>> BEGIN Extract provided

2. Total irregularity resulting from edge-joints

Consider a graph G on n vertices with two connected components $G_1$ and $G_2$. Therefore, $G=G_1\cup G_2$. Hence, the total irregularity of G is given by $ir{r}_t(G)=ir{r}_t(G_1)+ir{r}_t(G_2)+\sum _{i=1}^r\sum _{j=1}^s|d(u_i)-d(v_j)|$, where $u_i\in V(G_1)$, $v_j\in V(G_2)$ and $r=|V(G_1)|$ and $s=|V(G_2)|$.

The concept of an edge-joint between two simple undirected graphs G and H is defined below.

Definition 2.1

The edge-joint of two graphs G and H is the graph obtained by adding one edge, say uv, where $u\in V(G),v\in V(H)$, and is denoted by $G{⇝}_{uv}H$.

Remark 2.2

It is to be noted that $G{⇝}_{uv}H=G\cup H+uv$ and $G{⇝}_{uv}H\simeq H{⇝}_{vu}G$.

Let G be a graph on n vertices with two connected components $G_1$ and $G_2$ whose vertex sets are $V(G_1)=\{u_i:1\le i\le r\}$ and $V(G_2)=\{v_j:1\le j\le s\}$. We fix the vertices $u_1$ from $G_1$ and $v_1$ from $G_2$. Now, we define the vertex subsets $V_1=\{u_x:d_{G_1}(u_x)\le d_{G_1}(u_1),x\ne 1\}$; $V_2=\{u_y:d_{G_1}(u_y)>d_{G_1}(u_1)\}$ and let $|V_1|=a$ and $|V_2|=b$. Then, choose $V_3=\{v_x:d_{G_2}(v_x)\le d_{G_1}(u_1)\}$ and $V_4=\{v_y:d_{G_2}(v_y)>d_{G_1}(u_1)\}$, where $|V_3|=a^{\ast }$ and $|V_4|=b^{\ast }$. Similarly, let $V_5=\{v_z:d_{G_2}(v_z)\le d_{G_2}(v_1),z\ne 1\}$ and $V_6=\{v_w:d_{G_2}(v_w)>d_{G_2}(v_1)\}$ where $|V_5|=c$ and $|V_6|=d$ and choose $V_7=\{u_z:d_{G_1}(u_z)\le d_{G_2}(v_1)\}$ and $V_8=\{u_w:d_{G_1}(u_w)>d_{G_2}(v_1)\}$ where $|V_7|=c^{\ast }$ and $|V_8|=d^{\ast }$.

Define the variables $b=r-a$, $d=s-c=n-r-c$, $b^{\ast }=r-a^{\ast }$ and $d^{\ast }=s-c^{\ast }=n-r-c^{\ast }$.

>> END Extract provided
>> BEGIN Data

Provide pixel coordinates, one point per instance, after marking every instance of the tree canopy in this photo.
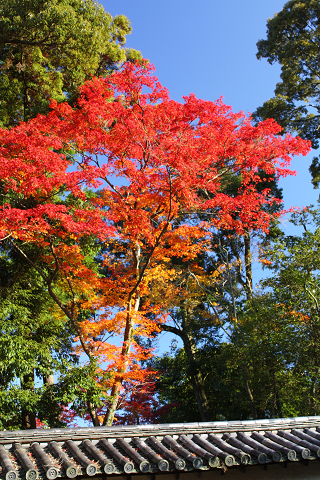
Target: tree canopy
(49, 48)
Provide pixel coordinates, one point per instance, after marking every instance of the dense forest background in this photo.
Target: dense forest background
(243, 350)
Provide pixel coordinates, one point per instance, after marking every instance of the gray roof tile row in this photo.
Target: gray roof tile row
(51, 453)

>> END Data

:: Tasks ::
1) Name every vertex subset defined in the section on edge-joints.
2) Please reproduce the section on edge-joints from "Consider a graph" up to and including "and $r=|V(G_1)|$ and $s=|V(G_2)|$.".

:: Worked answers ::
1) V_1, V_2, V_3, V_4, V_5, V_6, V_7, V_8

2)
Consider a graph G on n vertices with two connected components $G_1$ and $G_2$. Therefore, $G=G_1\cup G_2$. Hence, the total irregularity of G is given by $ir{r}_t(G)=ir{r}_t(G_1)+ir{r}_t(G_2)+\sum _{i=1}^r\sum _{j=1}^s|d(u_i)-d(v_j)|$, where $u_i\in V(G_1)$, $v_j\in V(G_2)$ and $r=|V(G_1)|$ and $s=|V(G_2)|$.